> **Extract to read**:
The following patterns are allowed in any expression:
- 'filename': str, name of hdf_file
- 'filepath': str, full path of hdf_file
- '_name': str hdf path of name
- '__name': str internal name of name (e.g. for 'axes')
- 's_name': string representation of dataset (includes units if available)
- 'name@attr': returns attribute of dataset name
- 'name?(default)': returns default if name doesn't exist
- '(name1|name2|name3)': returns the first available of the names
- '(name1|name2@(default))': returns the first available name or default
from hdfmap import create_nexus_map, load_hdf
# HdfMap from NeXus file:
hmap = create_nexus_map('file.nxs')
with load_hdf('file.nxs') as nxs:
# mathematical array expressions (using np as Numpy)
data = hmap.eval(nxs, 'int(np.max(total / Transmission / count_time))')

> **Information supplied**:

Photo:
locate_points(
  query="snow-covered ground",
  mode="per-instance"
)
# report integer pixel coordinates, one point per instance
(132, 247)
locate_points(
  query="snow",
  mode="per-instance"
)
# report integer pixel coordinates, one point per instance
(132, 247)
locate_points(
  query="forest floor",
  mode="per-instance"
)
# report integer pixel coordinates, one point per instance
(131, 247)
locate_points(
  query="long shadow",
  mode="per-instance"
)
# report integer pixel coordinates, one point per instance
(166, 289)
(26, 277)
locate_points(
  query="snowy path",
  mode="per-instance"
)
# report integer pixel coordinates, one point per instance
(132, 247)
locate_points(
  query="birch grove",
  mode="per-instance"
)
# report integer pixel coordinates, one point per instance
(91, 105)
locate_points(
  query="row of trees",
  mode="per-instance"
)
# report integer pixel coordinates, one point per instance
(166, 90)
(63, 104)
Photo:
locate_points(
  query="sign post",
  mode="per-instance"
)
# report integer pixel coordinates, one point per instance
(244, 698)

---

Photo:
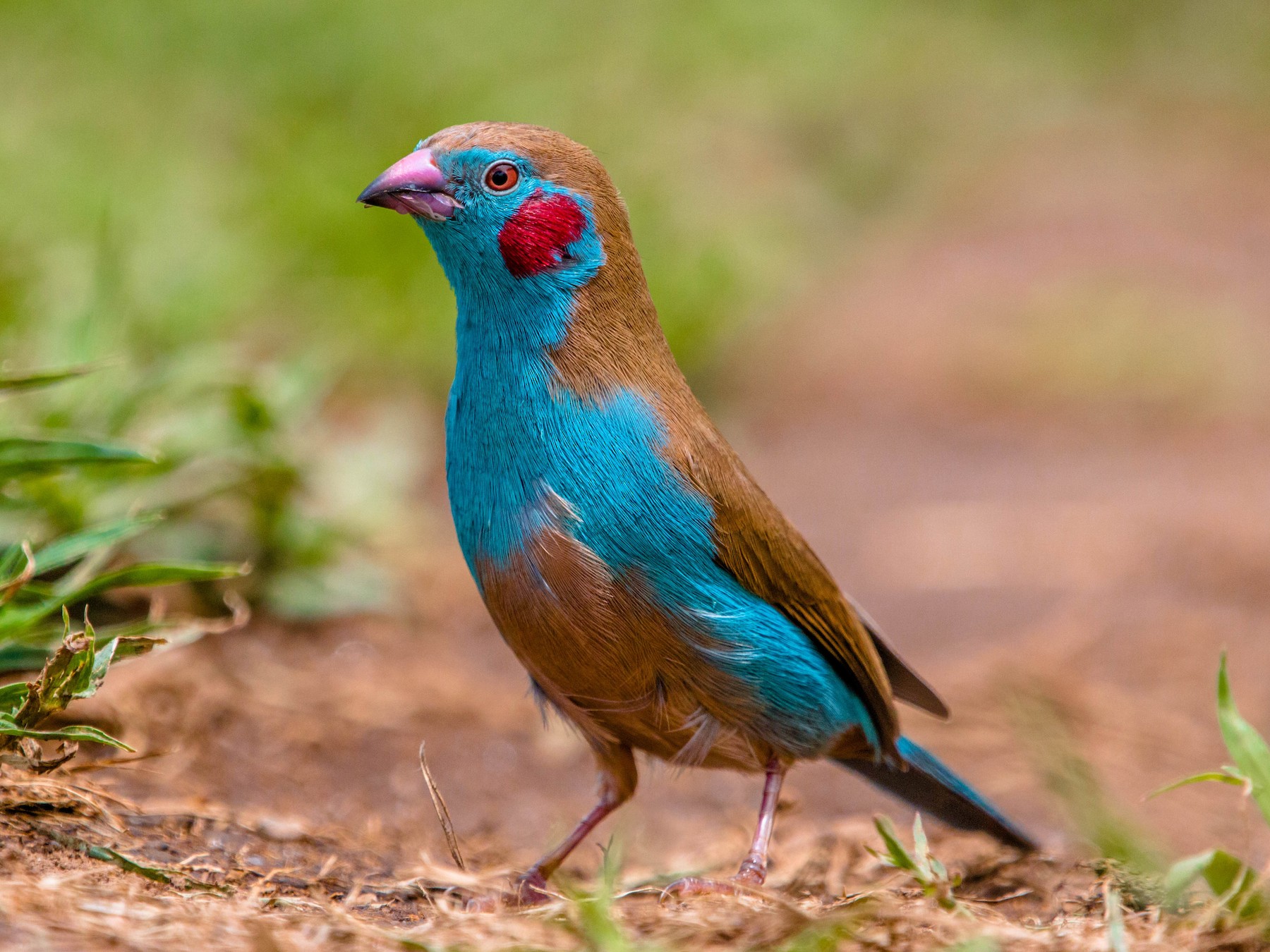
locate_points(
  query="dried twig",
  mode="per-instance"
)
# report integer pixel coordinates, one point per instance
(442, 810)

...

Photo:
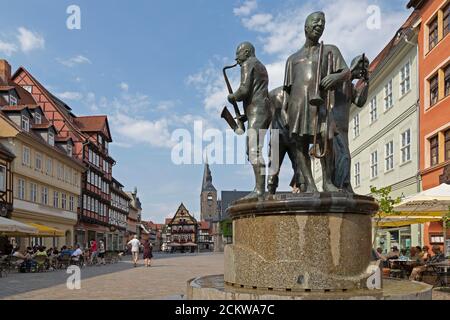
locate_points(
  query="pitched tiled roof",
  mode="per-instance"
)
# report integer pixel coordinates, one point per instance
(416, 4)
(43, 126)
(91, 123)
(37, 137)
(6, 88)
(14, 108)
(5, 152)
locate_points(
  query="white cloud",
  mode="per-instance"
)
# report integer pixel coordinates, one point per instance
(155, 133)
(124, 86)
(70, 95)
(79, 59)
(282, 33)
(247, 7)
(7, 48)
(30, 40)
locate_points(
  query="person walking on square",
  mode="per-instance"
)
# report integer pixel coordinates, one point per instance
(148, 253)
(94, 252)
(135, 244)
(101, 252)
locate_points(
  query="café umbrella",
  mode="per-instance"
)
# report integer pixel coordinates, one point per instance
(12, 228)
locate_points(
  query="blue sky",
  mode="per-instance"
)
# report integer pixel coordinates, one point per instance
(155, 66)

> **What is asked**:
**a)** Answer these questions about the hdfmap expression patterns text, one answer per line:
(i) What does the pattern 'name@attr' return?
(ii) Which file name is passed to create_nexus_map in the code?
(iii) Under what name is NumPy available in the mathematical array expressions, according to the code comment?
**b)** Repeat the part of the hdfmap expression patterns text starting with "The following patterns" and going on through "(e.g. for 'axes')".
**c)** Write the next part of the hdfmap expression patterns text, picking up after its last line.

> **Answers for this exercise**:
**a)**
(i) It returns the attribute of dataset name.
(ii) 'file.nxs'
(iii) np

**b)**
The following patterns are allowed in any expression:
- 'filename': str, name of hdf_file
- 'filepath': str, full path of hdf_file
- '_name': str hdf path of name
- '__name': str internal name of name (e.g. for 'axes')

**c)**
# return the path of a name
path = hmap.eval(nxs, '_axes') # -> '/entry/measurement/h'
# return the real name of a variable
name = hmap.eval(nxs, '__axes') # -> 'h'
# return label, using dataset attributes
label = hmap.eval(nxs, 's_ppy') # example uses @decimals and @units
# return dataset attributes
attr = hmap.eval(nxs, 'idgap@units') # -> 'mm'
# return first available dataset
cmd = hmap.eval(nxs, '(cmd|title|scan_command)') # -> 'scan hkl ...'
# return first available or default value
atten = hmap.eval(nxs, '(gains_atten|atten?(0))') # -> 0
# python expression using multiple parameters
pol = hmap.eval(nxs, '"pol in" if abs(delta_offset) < 0.1 and abs(thp) > 20 else "pol out"')
# formatted strings
title = hmap.format_hdf(nxs, '{filename}: {scan_command}')
hkl = hmap.format_hdf(nxs, '({np.mean(h):.3g},{np.mean(k):.3g},{np.mean(l):.3g})')
# Or, using NexusLoader:
from hdfmap import NexusLoader
scan = NexusLoader('file.nxs')
# normalised default-signal
print(scan('signal / count_time / Transmission / (rc / 300.)'))
# axes label
print(scan.format('{__axes} [{axes@units}]'))
# Or, for multiple-files:
from hdfmap import hdf_eval, hdf_format, list_files
files = [f"file{n}.nxs" for n in range(10)]
energy_values = hdf_eval(files, '(en|energy@(8))')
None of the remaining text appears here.